-- start Given data --

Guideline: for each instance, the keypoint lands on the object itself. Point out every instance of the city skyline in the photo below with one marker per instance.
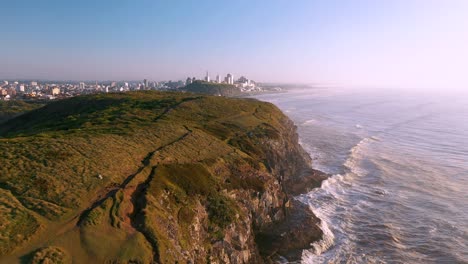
(356, 43)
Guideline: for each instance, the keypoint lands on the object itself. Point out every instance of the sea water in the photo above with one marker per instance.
(399, 164)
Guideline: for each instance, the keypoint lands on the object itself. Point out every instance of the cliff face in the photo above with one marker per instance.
(154, 178)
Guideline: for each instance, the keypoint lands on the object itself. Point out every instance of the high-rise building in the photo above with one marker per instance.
(229, 79)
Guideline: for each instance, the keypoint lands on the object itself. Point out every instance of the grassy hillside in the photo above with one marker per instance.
(10, 109)
(212, 88)
(131, 177)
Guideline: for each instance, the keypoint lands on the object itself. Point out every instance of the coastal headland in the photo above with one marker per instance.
(154, 177)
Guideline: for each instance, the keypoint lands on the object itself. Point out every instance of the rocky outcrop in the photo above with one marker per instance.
(150, 177)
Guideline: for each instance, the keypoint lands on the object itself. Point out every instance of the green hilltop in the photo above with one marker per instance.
(140, 177)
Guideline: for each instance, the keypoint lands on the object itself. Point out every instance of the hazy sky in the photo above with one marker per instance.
(417, 43)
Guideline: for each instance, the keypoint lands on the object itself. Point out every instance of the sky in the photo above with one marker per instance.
(388, 43)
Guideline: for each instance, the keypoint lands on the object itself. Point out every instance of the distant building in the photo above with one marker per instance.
(229, 79)
(55, 91)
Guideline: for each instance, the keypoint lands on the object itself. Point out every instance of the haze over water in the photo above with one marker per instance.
(399, 190)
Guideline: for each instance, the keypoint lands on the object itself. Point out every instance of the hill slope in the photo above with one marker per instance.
(147, 177)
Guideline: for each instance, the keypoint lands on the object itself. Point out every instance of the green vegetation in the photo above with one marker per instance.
(130, 176)
(54, 255)
(10, 109)
(212, 88)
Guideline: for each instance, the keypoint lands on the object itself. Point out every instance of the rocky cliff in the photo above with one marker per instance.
(151, 177)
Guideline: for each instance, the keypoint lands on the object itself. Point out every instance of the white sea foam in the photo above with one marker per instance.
(324, 202)
(310, 121)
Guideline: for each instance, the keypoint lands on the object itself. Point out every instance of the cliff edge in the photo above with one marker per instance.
(152, 177)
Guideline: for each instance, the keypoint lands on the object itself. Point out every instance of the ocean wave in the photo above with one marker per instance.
(325, 201)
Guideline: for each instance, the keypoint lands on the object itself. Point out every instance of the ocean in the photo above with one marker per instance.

-- end Given data --

■ Objective ■
Switch "marker" to "pin" in everything from the line containing "of the distant" down to the end of the material, and reproduce only those lines with no other changes.

■ Full output ■
Guideline: for each instance, the keypoint lands on the object itself. Point out every instance of the distant building in the photo above with one pin per instance.
(229, 79)
(55, 91)
Guideline: for each instance, the keypoint lands on the object itself. Point out every instance of the haze over water in the photo above with one pin per instance.
(399, 190)
Guideline: for each instance, the keypoint lands on the object itself. Point out every instance of the hill slope in the photo above with one pin per instance.
(147, 177)
Guideline: for each instance, the keypoint lands on the object itself. Point out every instance of the green vegetation in the photo above with one pin per instance.
(130, 176)
(54, 255)
(10, 109)
(212, 88)
Guideline: for each instance, the keypoint lands on the object itself. Point out every instance of the rocky cliff in the photo above with one pin per instance.
(151, 177)
Guideline: for each instance, the keypoint lands on the object itself. Point out every instance of the white sea foam in the photo above with one pin per instance.
(324, 202)
(310, 121)
Guideline: for each instance, the keypoint lands on the object itself. Point out every instance of the cliff edge in the photo above with one pin per instance.
(152, 177)
Guideline: for each instance, the keypoint lands on the object itself. Point out every instance of the ocean wave in the photo above with one pin per instance.
(325, 201)
Guideline: for each instance, the keypoint lands on the object itself. Point out every instance of the ocean in the photo above with one pin per instance.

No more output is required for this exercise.